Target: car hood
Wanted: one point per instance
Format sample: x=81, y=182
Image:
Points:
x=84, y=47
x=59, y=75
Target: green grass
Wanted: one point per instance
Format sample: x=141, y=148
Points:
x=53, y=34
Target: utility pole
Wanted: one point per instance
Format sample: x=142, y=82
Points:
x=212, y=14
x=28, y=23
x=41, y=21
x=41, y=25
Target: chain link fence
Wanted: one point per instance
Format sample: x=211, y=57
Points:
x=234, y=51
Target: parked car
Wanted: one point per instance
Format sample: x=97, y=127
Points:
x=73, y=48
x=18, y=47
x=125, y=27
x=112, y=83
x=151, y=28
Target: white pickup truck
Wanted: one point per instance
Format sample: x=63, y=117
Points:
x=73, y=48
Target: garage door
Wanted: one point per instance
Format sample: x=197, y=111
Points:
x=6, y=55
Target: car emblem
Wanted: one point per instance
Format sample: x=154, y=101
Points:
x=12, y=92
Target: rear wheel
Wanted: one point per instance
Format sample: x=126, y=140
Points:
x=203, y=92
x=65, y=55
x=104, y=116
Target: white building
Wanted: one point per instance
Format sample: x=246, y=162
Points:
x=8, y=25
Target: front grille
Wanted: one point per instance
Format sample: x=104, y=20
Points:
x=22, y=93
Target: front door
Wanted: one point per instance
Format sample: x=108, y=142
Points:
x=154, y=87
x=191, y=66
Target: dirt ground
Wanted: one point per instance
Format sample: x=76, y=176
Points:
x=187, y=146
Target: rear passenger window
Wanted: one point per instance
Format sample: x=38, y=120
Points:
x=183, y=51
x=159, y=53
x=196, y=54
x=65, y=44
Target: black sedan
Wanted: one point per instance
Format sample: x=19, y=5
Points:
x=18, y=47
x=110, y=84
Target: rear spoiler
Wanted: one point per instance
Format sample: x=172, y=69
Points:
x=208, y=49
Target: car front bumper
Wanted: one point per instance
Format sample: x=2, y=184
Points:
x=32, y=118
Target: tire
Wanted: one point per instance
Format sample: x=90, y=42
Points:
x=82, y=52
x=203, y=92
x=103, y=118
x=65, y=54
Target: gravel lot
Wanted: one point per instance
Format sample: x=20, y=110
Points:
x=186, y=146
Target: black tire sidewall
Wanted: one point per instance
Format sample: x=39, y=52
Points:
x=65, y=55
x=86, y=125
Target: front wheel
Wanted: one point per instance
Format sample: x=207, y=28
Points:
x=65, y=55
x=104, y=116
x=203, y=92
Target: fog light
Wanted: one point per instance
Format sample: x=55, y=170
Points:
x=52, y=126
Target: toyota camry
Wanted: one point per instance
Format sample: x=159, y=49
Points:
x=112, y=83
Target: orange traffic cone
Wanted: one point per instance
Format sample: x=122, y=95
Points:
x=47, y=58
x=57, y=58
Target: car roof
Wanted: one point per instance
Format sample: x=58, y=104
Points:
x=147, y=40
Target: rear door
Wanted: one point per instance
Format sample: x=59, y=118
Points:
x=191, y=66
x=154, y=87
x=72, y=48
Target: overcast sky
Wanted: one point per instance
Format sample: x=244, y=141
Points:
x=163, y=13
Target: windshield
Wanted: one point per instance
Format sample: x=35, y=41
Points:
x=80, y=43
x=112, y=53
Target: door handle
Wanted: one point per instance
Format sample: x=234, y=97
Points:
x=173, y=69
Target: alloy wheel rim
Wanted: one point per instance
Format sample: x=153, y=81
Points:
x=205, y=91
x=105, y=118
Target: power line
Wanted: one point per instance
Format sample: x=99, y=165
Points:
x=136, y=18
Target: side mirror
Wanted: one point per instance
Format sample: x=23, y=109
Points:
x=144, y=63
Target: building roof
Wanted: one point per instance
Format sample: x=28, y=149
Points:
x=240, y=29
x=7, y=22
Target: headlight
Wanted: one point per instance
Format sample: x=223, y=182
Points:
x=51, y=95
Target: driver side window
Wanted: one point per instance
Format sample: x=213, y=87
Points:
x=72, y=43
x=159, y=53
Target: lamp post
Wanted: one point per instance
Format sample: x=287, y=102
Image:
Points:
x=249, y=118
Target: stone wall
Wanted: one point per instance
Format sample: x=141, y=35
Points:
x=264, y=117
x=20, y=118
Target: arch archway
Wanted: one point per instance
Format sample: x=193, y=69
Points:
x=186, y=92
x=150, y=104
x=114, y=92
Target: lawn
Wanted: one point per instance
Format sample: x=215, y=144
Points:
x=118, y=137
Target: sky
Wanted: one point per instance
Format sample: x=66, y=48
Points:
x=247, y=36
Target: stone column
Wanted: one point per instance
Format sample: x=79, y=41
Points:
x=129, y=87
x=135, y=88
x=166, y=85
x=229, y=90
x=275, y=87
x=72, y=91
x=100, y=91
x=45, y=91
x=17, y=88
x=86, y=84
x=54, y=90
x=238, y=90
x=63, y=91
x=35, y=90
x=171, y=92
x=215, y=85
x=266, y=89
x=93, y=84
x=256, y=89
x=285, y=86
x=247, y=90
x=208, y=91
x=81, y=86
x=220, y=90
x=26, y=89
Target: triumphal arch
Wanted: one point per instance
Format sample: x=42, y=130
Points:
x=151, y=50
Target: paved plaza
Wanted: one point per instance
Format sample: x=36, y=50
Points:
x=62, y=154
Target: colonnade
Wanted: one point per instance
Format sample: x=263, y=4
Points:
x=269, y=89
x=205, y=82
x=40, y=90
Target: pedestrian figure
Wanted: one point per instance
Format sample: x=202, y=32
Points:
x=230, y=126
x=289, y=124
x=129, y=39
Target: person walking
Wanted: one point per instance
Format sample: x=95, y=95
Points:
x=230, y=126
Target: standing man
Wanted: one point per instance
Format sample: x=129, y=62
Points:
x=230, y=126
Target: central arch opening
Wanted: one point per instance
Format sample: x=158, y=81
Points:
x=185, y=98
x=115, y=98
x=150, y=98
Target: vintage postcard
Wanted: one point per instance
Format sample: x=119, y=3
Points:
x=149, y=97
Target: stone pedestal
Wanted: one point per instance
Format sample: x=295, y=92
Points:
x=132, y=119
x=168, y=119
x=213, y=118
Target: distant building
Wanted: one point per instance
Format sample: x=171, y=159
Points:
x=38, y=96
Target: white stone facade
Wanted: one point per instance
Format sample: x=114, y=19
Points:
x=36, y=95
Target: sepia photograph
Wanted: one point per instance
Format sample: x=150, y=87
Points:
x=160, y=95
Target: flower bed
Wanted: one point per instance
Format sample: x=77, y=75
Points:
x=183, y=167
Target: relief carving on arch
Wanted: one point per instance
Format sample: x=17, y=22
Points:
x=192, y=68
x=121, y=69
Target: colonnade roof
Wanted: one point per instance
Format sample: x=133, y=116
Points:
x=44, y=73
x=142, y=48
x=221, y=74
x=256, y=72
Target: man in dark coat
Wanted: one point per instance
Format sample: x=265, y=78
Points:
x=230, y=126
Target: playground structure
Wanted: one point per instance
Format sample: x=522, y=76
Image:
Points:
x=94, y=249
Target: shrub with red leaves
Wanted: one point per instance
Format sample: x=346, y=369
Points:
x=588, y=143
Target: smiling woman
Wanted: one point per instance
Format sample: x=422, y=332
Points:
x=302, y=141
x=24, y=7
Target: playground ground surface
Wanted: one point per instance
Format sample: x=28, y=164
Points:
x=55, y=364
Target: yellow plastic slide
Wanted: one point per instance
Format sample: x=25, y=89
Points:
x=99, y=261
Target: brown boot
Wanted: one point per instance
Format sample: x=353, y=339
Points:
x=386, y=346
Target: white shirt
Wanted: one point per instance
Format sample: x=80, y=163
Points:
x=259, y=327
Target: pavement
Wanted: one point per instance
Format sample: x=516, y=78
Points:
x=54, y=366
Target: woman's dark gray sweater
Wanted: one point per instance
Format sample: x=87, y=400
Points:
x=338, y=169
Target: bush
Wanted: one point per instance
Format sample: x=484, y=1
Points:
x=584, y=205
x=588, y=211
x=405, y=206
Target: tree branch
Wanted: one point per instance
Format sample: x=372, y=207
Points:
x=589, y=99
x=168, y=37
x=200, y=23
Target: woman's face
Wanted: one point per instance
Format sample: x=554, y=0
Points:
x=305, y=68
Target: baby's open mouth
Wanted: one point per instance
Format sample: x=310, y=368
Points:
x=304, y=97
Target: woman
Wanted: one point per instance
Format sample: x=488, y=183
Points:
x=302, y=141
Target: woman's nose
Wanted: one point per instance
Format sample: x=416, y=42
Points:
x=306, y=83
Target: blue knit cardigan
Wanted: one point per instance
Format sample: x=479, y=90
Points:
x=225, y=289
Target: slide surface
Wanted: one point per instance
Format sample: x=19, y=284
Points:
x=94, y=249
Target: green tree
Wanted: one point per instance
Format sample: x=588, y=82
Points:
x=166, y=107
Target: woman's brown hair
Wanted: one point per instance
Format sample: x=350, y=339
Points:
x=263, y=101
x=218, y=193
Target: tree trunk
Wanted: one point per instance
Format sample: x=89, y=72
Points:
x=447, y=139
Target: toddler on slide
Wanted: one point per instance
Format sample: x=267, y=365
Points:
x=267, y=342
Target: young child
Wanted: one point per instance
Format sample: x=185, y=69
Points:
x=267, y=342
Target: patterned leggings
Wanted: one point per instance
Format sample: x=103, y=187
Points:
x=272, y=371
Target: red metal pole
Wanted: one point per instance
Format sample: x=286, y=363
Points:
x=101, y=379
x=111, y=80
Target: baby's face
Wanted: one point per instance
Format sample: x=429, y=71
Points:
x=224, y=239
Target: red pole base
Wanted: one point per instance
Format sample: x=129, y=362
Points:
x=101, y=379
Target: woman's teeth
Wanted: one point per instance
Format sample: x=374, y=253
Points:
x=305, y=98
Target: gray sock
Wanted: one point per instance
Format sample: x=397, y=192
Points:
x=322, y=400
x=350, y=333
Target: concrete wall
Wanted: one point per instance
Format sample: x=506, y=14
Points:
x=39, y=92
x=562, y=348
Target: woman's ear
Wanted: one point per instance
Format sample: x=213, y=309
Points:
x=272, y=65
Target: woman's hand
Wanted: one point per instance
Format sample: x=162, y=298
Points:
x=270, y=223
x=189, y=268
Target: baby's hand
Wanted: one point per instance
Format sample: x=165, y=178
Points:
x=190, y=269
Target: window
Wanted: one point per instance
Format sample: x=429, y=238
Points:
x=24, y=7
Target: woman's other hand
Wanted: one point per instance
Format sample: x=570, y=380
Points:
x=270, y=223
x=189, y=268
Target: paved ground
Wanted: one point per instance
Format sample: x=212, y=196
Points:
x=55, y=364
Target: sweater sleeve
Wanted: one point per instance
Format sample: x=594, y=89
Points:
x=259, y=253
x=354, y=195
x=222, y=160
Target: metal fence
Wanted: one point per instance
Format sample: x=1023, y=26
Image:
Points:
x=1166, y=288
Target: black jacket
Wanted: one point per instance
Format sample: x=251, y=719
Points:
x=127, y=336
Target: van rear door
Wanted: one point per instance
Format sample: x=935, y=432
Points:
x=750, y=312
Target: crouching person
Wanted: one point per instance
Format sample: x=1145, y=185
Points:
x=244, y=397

# # # #

Brief: Beginning at the line above that contains "Format sample: x=35, y=41", return each line exactly through the line that contains "Target: power line", and no others.

Response area:
Format sample: x=35, y=41
Points:
x=80, y=43
x=112, y=53
Target: door handle
Wanted: one point per instance
Format sample: x=234, y=97
Points:
x=173, y=69
Target: alloy wheel rim
Wanted: one point per instance
Format sample: x=153, y=81
Points:
x=205, y=91
x=105, y=118
Target: power line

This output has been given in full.